## Selected text
It's specifically about fsyncing journal deletion. The problem isn't that it would reapply it if it was already used to rollback. Rather, the problem is that if you commit, and that commit has succeeded (and so your app believes that it has written the data and might e.g. perform some other actions on it), the deletion of the now-unneeded journal might not be flushed to disk in event of power loss or similar. So when you start the app again, SQLite sees said rollback journal, and - since it would be considered "hot" - applies it, effectively reverting the transaction that was supposedly already committed.
FWIW I don't think it's wrong per se. The article links to a HN comment in which Richard Hipp explains why this is the default behavior, and it does make sense: https://news.ycombinator.com/item?id=45014296. At the same time, clearly, the definition of "durable" here could use some clarification.
Yes, that's exactly right.
Note that the comment by Richard Hipp is justifying why WAL mode is not durable by default. It's a completely reasonable explanation, and would be for DELETE mode too, yet his comment claims that DELETE mode is durable by default, which I can't reconcile with the docs.
>So when you start the app again, SQLite sees said rollback journal, and - since it would be considered "hot" - applies it, effectively reverting the transaction that was supposedly already committed.
Guys. The journal would not be a hot journal though, as the hot journal selection only applies if the database is in a inconsistent state. Otherwise, the database knows from the ID of the journal not to reapply an already applied rollback journal. The process you are talking about ONLY happens when the journal database has been corrupted state, and it has to try and file a file to help recover the database.
OK, I just tested it:
In terminal 1, I created a database and added a table to it:
In terminal 2, I attached gdb to sqlite3 and set a breakpoint on unlink: Back in terminal 1, I inserted data into the table: In terminal 3, I saved a copy of testdb-journal: Then in terminal 2, I resumed executing sqlite3: In terminal 1, the INSERT completed without error.Back in terminal 3, I sent SIGKILL to sqlite3, simulating a power failure:
I then restored testdb-journal, simulating what could happen after a power failure when the parent directory is not fsynced: I then opened testdb again and ran `SELECT * FROM test` and it returned zero rows.This proves int_19h and I are right - if the journal file comes back, SQLite will apply it and roll back a committed transaction.

## Exercises to complete
A: In the SQLite journal discussion, how many rows did `SELECT * FROM test` return after the journal file was restored?
B: Pick up the SQLite journal discussion after its last sentence and carry it on.
The listing after this point is separate from the SQLite journal discussion.

## Supplied data
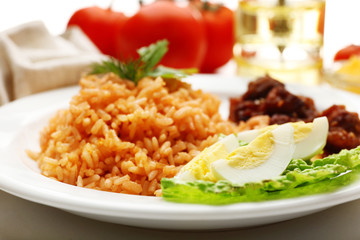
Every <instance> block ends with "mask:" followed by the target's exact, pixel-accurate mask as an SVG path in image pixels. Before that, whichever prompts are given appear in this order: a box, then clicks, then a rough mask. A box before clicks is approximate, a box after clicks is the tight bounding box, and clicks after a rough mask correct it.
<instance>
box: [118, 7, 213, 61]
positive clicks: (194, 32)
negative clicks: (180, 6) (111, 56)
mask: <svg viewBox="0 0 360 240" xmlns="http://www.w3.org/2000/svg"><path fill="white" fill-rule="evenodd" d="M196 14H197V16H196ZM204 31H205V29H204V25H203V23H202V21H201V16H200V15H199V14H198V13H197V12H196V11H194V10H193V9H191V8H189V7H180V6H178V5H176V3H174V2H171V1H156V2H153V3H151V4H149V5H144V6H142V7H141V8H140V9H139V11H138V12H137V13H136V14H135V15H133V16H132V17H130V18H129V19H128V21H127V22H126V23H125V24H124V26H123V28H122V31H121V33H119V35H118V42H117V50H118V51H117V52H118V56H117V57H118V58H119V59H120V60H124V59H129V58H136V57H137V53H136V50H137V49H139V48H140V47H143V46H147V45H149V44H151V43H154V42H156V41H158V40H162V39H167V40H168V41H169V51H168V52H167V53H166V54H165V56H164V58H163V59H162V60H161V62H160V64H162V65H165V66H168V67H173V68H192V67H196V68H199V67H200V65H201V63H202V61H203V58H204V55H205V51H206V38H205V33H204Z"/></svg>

## Results of the tasks
A: Zero rows.

B:
I then confirmed with strace that, as the documentation says, the directory is only fsynced after unlink when synchronous=EXTRA. It doesn't happen with synchronous=FULL. So you need synchronous=EXTRA to get durability in DELETE mode.
The docs list 5 conditions that all must be satisfied for the journal to be considered hot: https://www.sqlite.org/atomiccommit.html#_hot_rollback_journ...
I believe they would all be satisfied.
I don't see any mention of checking IDs. Not saying you're wrong - I think the docs could very well be wrong - but could you provide a citation for that behavior?
Please read the entire document instead of just picking out sections; you will then be able to see where your misconceptions are occurring. You have attempted to make this same point three times, so I will say it for a third time; that section is about CORRUPTED databases, not database that are consistent after fsync.
The text in this document also directly contradicts what you're saying. Put another way: the presence of a hot journal is how SQLite determines the database might be corrupted.
https://sqlite.org/lockingv3.html#hot_journals
I read the whole document. It doesn't mention IDs anywhere.
If you're not going to provide citations for your claims, yet criticize me for "picking out sections" when I provide citations, then continuing this conversation won't be productive.
> Otherwise, the database knows from the ID of the journal not to reapply an already applied rollback journal.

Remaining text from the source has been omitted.